Challenge: Copy out every line in the records below that contains the word "wall".
····················
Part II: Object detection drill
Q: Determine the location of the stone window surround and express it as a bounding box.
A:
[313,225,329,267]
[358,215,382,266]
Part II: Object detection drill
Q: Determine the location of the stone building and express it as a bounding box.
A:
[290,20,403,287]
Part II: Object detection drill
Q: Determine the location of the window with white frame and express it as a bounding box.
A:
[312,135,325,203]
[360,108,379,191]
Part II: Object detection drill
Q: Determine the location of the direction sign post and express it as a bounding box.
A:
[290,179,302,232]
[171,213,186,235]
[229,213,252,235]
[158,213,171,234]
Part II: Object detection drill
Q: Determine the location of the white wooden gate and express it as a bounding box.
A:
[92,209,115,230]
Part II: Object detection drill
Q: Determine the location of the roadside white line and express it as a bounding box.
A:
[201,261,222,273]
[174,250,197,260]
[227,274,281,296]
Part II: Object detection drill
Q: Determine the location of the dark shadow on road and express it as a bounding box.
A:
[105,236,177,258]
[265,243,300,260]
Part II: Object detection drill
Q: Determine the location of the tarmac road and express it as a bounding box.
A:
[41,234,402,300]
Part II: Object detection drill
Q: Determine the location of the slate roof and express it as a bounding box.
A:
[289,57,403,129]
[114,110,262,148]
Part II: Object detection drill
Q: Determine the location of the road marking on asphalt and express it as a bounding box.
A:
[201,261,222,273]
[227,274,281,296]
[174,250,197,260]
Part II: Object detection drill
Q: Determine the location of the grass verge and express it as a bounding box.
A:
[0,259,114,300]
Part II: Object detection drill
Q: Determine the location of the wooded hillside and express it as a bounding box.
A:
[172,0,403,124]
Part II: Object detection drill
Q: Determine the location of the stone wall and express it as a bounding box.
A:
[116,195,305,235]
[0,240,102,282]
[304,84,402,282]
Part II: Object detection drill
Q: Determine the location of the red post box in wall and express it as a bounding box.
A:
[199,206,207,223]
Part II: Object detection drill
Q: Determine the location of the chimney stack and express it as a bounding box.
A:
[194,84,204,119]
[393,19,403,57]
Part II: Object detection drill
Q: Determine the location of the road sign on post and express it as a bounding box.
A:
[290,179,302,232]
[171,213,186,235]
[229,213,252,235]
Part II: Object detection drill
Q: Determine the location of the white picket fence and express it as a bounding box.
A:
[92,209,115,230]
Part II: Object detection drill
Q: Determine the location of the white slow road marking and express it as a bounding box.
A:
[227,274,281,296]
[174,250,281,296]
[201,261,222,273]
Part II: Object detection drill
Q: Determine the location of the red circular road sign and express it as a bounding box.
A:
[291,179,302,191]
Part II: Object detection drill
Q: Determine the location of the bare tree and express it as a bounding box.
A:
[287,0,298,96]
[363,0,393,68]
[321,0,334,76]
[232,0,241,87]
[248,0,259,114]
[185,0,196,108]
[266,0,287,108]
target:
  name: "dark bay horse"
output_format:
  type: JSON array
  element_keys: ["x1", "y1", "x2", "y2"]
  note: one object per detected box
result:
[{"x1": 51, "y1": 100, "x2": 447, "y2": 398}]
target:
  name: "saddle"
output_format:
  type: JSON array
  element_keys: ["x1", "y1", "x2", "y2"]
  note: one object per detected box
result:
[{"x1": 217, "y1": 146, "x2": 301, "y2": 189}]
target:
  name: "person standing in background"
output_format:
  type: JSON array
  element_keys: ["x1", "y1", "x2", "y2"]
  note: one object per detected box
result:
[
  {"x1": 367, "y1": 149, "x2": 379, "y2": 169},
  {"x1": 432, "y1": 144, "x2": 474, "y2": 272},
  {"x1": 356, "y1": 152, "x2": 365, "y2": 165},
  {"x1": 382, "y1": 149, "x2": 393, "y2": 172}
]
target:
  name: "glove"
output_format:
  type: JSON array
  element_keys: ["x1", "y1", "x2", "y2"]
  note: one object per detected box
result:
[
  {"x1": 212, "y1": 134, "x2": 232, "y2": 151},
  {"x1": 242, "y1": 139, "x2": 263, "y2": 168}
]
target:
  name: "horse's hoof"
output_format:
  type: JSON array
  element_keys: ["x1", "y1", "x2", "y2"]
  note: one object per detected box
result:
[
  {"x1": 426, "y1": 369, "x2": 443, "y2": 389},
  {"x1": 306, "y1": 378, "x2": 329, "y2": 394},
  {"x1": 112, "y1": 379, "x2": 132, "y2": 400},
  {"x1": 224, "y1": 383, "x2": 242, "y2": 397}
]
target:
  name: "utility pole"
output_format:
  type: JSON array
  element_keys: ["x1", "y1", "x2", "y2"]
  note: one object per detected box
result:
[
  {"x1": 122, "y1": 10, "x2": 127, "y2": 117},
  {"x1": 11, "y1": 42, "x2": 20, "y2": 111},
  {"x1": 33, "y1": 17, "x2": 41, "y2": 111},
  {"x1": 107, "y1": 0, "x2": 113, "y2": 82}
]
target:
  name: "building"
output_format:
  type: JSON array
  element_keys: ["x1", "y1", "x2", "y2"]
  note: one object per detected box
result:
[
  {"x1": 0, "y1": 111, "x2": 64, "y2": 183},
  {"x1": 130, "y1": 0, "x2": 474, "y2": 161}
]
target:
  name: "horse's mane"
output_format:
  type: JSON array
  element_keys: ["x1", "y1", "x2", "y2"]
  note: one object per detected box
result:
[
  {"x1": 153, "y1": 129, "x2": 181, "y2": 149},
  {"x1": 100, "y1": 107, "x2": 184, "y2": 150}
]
····················
Output below:
Q: Determine the location of the stone wall and express it as a bounding box.
Q: Determine the location of the red post box in wall and express it as a bounding box.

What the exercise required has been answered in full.